EXERCISE DESCRIPTION >> Keeping every word in place, write out the entries that come next.

TASK INPUT >>
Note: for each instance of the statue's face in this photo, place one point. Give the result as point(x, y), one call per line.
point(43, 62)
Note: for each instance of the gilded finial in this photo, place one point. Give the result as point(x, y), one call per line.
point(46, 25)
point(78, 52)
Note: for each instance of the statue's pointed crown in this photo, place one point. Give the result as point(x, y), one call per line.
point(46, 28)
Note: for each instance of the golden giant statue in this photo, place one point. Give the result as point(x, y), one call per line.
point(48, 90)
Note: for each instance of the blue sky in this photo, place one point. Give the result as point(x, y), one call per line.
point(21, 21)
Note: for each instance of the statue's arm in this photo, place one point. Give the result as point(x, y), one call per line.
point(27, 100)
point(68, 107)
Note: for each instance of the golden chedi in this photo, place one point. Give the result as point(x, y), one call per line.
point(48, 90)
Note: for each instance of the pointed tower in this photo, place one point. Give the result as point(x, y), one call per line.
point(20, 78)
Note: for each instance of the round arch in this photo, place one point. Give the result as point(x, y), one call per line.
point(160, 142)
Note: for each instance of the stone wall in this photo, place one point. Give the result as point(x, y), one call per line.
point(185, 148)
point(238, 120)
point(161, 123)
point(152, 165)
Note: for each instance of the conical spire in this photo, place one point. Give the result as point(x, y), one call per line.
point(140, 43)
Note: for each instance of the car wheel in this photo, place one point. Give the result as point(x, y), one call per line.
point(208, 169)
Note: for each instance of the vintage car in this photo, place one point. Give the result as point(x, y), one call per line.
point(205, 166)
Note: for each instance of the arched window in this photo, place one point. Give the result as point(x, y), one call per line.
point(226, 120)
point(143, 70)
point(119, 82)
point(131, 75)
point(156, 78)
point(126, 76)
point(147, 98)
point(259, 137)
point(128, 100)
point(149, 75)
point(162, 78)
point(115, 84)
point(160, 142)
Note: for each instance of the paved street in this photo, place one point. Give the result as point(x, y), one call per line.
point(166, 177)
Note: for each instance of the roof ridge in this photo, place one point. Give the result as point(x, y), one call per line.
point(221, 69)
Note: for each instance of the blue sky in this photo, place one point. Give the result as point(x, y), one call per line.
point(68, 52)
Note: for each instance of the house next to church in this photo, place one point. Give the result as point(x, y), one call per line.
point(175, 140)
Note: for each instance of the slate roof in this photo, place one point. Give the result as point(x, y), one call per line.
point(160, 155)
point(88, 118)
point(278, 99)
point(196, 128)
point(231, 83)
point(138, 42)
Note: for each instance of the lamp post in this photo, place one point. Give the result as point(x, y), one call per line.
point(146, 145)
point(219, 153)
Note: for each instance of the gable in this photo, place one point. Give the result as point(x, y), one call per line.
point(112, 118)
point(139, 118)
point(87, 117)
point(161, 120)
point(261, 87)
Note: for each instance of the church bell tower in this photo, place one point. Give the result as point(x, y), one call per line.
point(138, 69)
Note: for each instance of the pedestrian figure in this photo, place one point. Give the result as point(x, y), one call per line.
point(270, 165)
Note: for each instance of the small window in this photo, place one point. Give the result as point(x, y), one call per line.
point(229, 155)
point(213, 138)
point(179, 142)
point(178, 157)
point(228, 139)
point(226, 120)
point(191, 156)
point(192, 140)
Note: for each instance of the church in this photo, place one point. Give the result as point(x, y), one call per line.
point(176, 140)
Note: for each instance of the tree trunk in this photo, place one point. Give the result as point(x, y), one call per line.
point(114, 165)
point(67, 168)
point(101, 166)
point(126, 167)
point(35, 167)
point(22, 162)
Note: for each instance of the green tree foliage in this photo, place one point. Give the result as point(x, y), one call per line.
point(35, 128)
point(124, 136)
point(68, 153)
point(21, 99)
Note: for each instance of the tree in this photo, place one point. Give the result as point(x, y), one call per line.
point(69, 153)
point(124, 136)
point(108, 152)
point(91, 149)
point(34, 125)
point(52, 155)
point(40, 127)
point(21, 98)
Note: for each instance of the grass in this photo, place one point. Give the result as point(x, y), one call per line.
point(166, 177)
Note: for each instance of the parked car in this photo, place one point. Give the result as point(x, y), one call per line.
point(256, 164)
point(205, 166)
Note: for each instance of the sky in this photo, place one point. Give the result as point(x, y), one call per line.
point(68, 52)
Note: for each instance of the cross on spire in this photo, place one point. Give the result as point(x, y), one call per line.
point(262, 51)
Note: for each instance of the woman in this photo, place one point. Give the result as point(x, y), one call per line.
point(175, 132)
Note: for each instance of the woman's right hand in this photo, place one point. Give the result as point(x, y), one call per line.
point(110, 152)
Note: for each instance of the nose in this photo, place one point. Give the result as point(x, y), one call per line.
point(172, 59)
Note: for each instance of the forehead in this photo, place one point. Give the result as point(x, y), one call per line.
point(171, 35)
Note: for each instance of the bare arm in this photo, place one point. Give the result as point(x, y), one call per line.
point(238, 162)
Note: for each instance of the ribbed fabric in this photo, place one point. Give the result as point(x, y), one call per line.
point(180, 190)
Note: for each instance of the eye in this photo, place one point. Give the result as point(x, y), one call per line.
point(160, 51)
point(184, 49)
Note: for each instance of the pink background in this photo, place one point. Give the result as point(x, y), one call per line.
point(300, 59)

WRITTEN RESPONSE >>
Note: for each instance of the statue's face in this photo, place one point. Give the result as point(x, y), one call per line.
point(43, 62)
Note: for each instance of the gilded finial in this photo, place one point. Give the result as point(x, y), one call per line.
point(46, 25)
point(78, 52)
Note: for each instance of the statue's pointed crown in this photo, place one point. Give the result as point(x, y), one call per line.
point(46, 28)
Note: for each instance of the golden giant statue in this photo, place one point. Give the result as point(x, y), one call per line.
point(48, 90)
Note: for each instance of the blue sky in this photo, place one point. Give the result as point(x, y), one call per line.
point(21, 21)
Note: for each instance of the statue's arm in this photo, place one point. Give the result as point(x, y), one call per line.
point(27, 100)
point(68, 107)
Note: for each instance of the golden chedi in this photo, place one point. Give the result as point(x, y), one call per line.
point(48, 90)
Note: for each instance of the pointed tower in this photo, place one point. Give the result as point(x, y), one call per line.
point(20, 78)
Note: for each instance of the round arch in this photo, place one point. Give the result as point(x, y), one call per line.
point(160, 142)
Note: for each instance of the stone wall in this photo, place one point. Give the result as point(x, y), one call per line.
point(185, 148)
point(238, 120)
point(161, 123)
point(152, 165)
Note: for each instance of the conical spire in this photo, place one point. Give the result as point(x, y), one call per line.
point(140, 43)
Note: for each instance of the car wheel in this photo, place one point. Give the result as point(x, y), one call per line.
point(208, 169)
Note: for each instance of the vintage car in this photo, place one point. Give the result as point(x, y), one call per line.
point(205, 166)
Note: for each instance of the arched window in this photo, place one point. Give the result as point(x, y), one call per line.
point(226, 120)
point(143, 70)
point(119, 82)
point(131, 75)
point(156, 78)
point(126, 76)
point(147, 98)
point(259, 137)
point(128, 100)
point(149, 75)
point(162, 78)
point(115, 84)
point(160, 142)
Note: for each instance of the paved street in this photo, place one point. Give the result as point(x, y), one call per line.
point(166, 177)
Note: for each instance of the roof ridge in this photo, place one point. Give the result as point(x, y), one call per line.
point(221, 69)
Note: for each instance of the blue sky in this photo, place one point. Give the result as point(x, y), one call per line.
point(68, 52)
Note: for each instance of the house next to church in this photo, place one point. Give the result as point(x, y), one call per line.
point(175, 140)
Note: for each instance of the slate roof in this photo, place one point. Give the result as point(x, y), one call per line.
point(160, 155)
point(88, 118)
point(278, 99)
point(196, 128)
point(231, 83)
point(138, 42)
Note: for each instance of the lamp post in this photo, place one point. Give the result as point(x, y), one call per line.
point(146, 145)
point(219, 153)
Note: for each instance of the gable in this photo, place one point. Give the result as point(x, y), one call per line.
point(112, 118)
point(139, 118)
point(87, 117)
point(161, 120)
point(261, 87)
Note: for each instance of the church bell tower in this photo, place one point. Give the result as point(x, y), one call per line.
point(138, 69)
Note: for each instance of the pedestrian figure in this photo, place one point. Give the result as point(x, y), one call per line.
point(270, 165)
Note: for each instance of the small window in this photo, place one point. Give the result as point(x, y), one call per line.
point(229, 155)
point(213, 138)
point(179, 142)
point(178, 157)
point(228, 139)
point(226, 120)
point(191, 156)
point(192, 140)
Note: for each instance of the church in this photo, place one point. Give the result as point(x, y), one call per line.
point(176, 140)
Note: for each instance of the tree trunk in this photo, place one point. Give the result as point(x, y), one call per line.
point(114, 165)
point(67, 168)
point(101, 166)
point(126, 167)
point(35, 167)
point(22, 162)
Note: for each instance of the green tree foliage in this photo, place one point. Give the result as point(x, y), one call per line.
point(35, 128)
point(124, 136)
point(68, 153)
point(21, 99)
Note: for each instance of the tree in this photo, place one point. Give the result as point(x, y), one call per line.
point(69, 153)
point(124, 136)
point(108, 152)
point(91, 149)
point(34, 125)
point(52, 155)
point(40, 127)
point(21, 98)
Note: for each instance of the grass in this photo, place one point. Give the result as point(x, y), one call per line.
point(166, 177)
Note: for each instance of the parked car in this photo, place one point. Give the result as point(x, y), one call per line.
point(256, 164)
point(205, 166)
Note: for each instance of the sky in this photo, place one point. Give the result as point(x, y), one call per line.
point(68, 52)
Note: for each instance of the cross on spire in this photo, place one point. Give the result as point(x, y), one call per line.
point(262, 51)
Note: for each instance of the woman in this photo, place one point. Give the result as point(x, y), one call per line.
point(175, 132)
Note: for each instance of the woman's right hand in this photo, place one point. Give the result as point(x, y), one call per line.
point(110, 152)
Note: for each instance of the nose in this photo, place one point. Give the result as point(x, y), one call per line.
point(172, 59)
Note: for each instance of the forehead in this photo, place one point. Give the result as point(x, y), one call per line.
point(171, 35)
Note: for each instance of the bare arm in this photo, place one point. Give the result as point(x, y), one call per line.
point(238, 162)
Note: for each instance of the ribbed fabric in this photo, place one point. Give the result as point(x, y), one call per line.
point(180, 190)
Note: for each instance of the eye in this photo, place one point. Give the result as point(x, y), one call per line.
point(160, 51)
point(184, 49)
Note: for each instance of the pink background in this photo, place one point. Give the result as point(x, y), one call per line.
point(300, 59)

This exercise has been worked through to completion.